## Begin
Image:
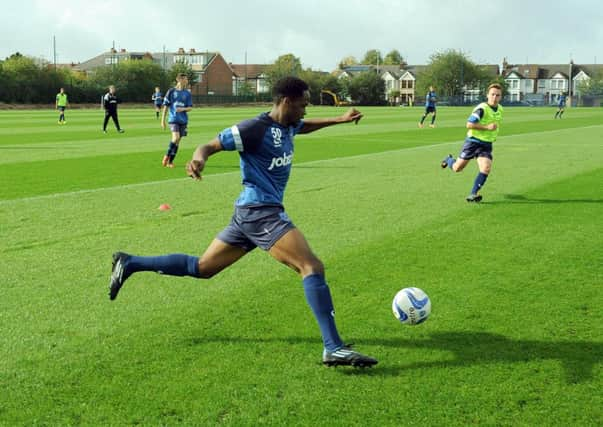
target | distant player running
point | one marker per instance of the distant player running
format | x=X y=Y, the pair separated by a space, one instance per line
x=430 y=101
x=483 y=125
x=110 y=102
x=157 y=99
x=61 y=104
x=265 y=147
x=179 y=101
x=560 y=105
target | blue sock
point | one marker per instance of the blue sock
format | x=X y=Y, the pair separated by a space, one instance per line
x=173 y=265
x=480 y=180
x=170 y=149
x=319 y=299
x=174 y=152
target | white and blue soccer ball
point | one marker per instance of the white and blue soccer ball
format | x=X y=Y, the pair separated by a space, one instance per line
x=411 y=306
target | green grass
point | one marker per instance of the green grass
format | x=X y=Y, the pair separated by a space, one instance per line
x=515 y=336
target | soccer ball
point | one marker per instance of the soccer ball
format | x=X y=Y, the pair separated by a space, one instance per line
x=411 y=306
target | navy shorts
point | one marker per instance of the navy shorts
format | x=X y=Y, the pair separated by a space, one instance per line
x=180 y=128
x=251 y=227
x=472 y=149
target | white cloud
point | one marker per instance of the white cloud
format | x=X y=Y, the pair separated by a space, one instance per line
x=320 y=32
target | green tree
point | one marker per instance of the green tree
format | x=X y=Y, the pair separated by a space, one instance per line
x=347 y=61
x=450 y=72
x=591 y=87
x=135 y=80
x=393 y=58
x=181 y=67
x=21 y=74
x=244 y=89
x=372 y=57
x=285 y=65
x=367 y=88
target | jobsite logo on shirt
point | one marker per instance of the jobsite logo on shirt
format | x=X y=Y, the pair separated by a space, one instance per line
x=279 y=162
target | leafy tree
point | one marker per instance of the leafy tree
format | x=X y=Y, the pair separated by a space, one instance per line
x=592 y=87
x=245 y=89
x=367 y=88
x=347 y=61
x=393 y=58
x=372 y=57
x=134 y=80
x=20 y=73
x=450 y=72
x=285 y=65
x=181 y=67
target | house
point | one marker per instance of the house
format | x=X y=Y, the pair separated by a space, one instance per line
x=542 y=84
x=252 y=74
x=214 y=75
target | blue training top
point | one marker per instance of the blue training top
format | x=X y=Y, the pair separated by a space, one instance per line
x=430 y=99
x=561 y=101
x=175 y=98
x=266 y=150
x=157 y=98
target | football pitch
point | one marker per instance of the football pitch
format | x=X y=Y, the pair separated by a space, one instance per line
x=516 y=331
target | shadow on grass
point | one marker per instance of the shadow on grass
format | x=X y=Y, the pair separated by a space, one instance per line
x=519 y=199
x=578 y=358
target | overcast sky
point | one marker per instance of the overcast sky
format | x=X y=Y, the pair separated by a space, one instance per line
x=319 y=32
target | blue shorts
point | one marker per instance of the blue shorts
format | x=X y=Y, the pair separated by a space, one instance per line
x=180 y=128
x=251 y=227
x=472 y=149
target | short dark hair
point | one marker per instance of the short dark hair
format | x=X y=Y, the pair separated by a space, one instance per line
x=290 y=87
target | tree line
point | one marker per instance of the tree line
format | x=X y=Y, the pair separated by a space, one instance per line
x=25 y=80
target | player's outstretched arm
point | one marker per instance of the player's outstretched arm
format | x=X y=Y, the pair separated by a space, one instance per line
x=200 y=156
x=311 y=125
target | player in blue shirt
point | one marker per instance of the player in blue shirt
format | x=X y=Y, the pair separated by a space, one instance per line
x=265 y=146
x=157 y=99
x=430 y=100
x=179 y=101
x=560 y=105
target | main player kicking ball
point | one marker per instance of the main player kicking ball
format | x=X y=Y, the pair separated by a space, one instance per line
x=483 y=125
x=265 y=147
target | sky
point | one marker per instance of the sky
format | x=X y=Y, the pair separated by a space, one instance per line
x=319 y=32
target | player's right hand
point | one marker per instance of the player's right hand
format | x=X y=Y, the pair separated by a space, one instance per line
x=194 y=168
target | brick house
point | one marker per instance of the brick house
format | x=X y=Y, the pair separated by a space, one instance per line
x=252 y=74
x=214 y=75
x=541 y=84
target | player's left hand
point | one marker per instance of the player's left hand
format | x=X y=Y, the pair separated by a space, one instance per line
x=352 y=115
x=194 y=169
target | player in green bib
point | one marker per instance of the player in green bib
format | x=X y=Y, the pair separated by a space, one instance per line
x=61 y=104
x=483 y=125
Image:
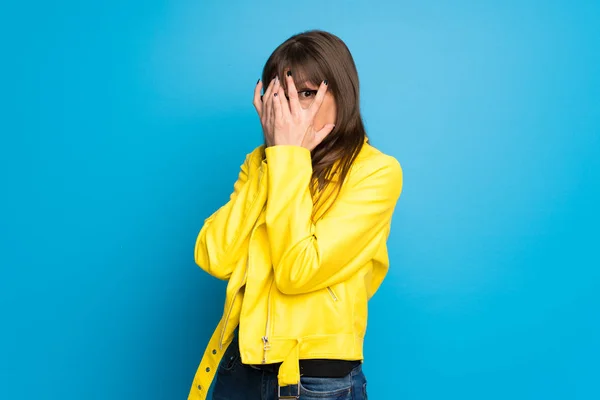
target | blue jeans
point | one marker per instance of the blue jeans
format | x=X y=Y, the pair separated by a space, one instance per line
x=237 y=381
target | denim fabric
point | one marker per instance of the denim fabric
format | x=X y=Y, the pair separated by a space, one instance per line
x=236 y=381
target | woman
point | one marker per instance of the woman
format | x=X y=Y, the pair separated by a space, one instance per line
x=302 y=240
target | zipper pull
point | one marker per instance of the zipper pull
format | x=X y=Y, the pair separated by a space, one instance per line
x=267 y=346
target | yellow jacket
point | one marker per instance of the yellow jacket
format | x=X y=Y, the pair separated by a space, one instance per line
x=298 y=285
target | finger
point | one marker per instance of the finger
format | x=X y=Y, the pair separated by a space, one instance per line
x=316 y=104
x=285 y=108
x=267 y=100
x=257 y=101
x=292 y=93
x=322 y=133
x=277 y=113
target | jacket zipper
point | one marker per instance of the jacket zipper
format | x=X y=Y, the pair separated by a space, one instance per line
x=332 y=293
x=265 y=339
x=231 y=309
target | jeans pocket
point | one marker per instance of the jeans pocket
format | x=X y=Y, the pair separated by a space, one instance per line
x=326 y=388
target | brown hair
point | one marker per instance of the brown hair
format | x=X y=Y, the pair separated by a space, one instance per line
x=314 y=56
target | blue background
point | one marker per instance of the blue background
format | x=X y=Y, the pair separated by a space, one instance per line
x=124 y=124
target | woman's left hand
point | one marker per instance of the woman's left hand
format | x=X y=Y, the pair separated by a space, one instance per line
x=290 y=124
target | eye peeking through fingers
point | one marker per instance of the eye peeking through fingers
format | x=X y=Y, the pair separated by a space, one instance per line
x=305 y=94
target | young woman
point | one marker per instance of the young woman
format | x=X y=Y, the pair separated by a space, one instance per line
x=302 y=240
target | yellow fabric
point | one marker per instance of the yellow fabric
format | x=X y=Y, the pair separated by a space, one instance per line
x=298 y=288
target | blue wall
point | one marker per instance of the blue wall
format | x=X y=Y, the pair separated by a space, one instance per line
x=123 y=126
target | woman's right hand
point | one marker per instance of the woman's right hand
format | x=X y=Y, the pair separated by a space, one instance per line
x=265 y=108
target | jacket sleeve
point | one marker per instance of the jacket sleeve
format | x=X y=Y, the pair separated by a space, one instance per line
x=310 y=256
x=223 y=237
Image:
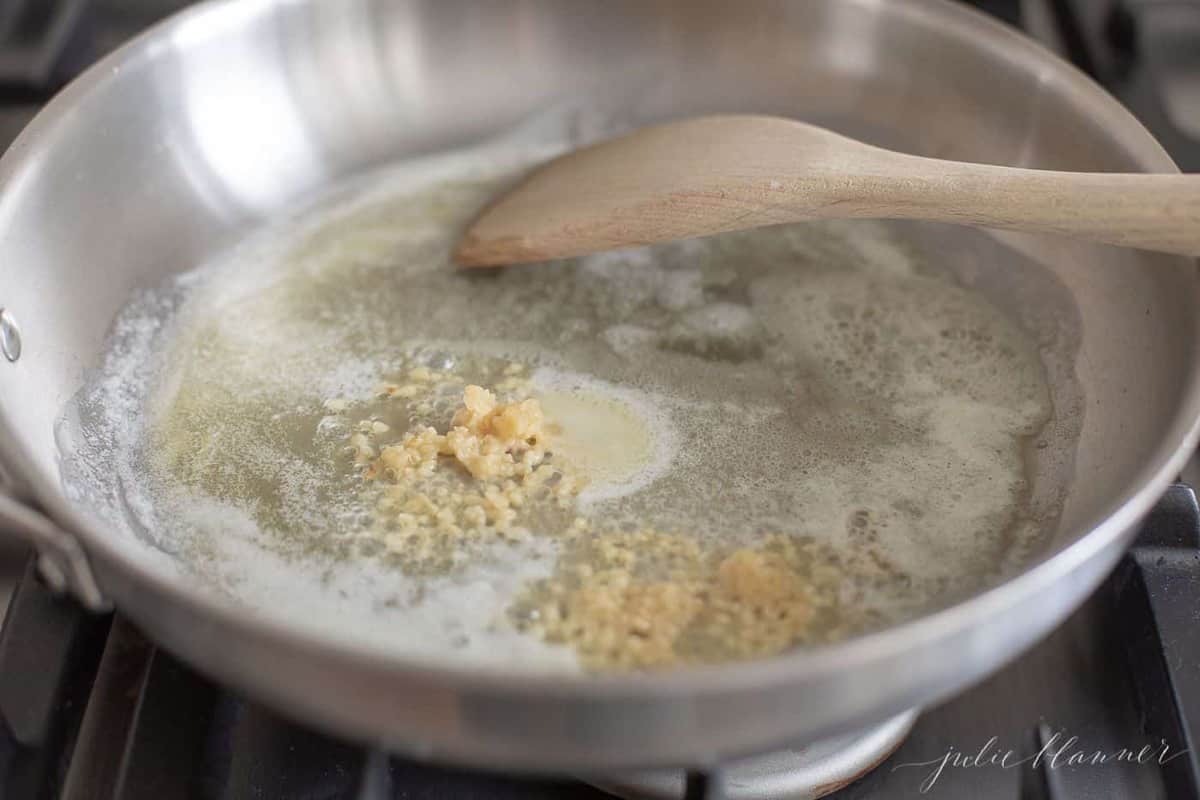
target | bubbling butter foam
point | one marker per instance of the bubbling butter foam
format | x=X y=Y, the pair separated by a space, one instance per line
x=816 y=382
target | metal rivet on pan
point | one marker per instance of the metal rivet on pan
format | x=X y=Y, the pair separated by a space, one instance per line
x=10 y=336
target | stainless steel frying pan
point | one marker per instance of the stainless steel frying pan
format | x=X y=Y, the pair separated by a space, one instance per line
x=229 y=112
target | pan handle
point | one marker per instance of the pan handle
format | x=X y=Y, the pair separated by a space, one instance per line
x=60 y=558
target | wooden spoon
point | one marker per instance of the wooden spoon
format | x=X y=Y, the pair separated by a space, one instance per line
x=712 y=174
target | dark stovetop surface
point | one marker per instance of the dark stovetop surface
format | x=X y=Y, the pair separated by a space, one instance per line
x=91 y=710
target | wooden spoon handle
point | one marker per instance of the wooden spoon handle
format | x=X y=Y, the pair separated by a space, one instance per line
x=1159 y=212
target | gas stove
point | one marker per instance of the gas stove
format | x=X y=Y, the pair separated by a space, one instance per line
x=1107 y=707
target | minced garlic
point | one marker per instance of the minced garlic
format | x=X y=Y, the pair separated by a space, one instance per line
x=649 y=600
x=439 y=494
x=621 y=600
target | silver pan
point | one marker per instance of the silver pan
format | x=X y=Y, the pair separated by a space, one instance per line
x=213 y=121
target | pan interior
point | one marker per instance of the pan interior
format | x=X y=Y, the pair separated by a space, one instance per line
x=895 y=401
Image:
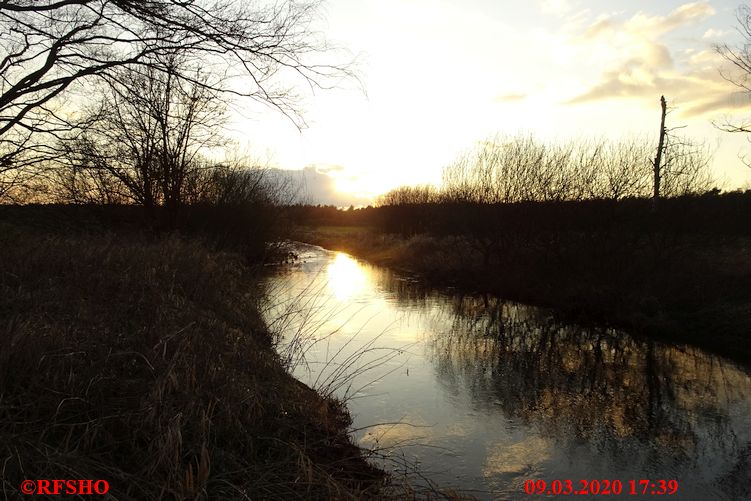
## End
Short task: Pull out the stretch from the start of the rows through the line that contains "x=174 y=152", reproducing each line without change and leaving the pictures out.

Result for this task:
Image:
target | distant player running
point | one marker per instance of the distant player running
format | x=X y=Y, the pair separated by a space, one instance per line
x=430 y=101
x=483 y=125
x=110 y=102
x=157 y=99
x=61 y=104
x=265 y=147
x=179 y=101
x=560 y=105
target | blue sock
point | one marker per instance of the blue sock
format | x=X y=Y, the pair separated by a space, one instance per line
x=173 y=265
x=480 y=180
x=170 y=149
x=319 y=299
x=174 y=152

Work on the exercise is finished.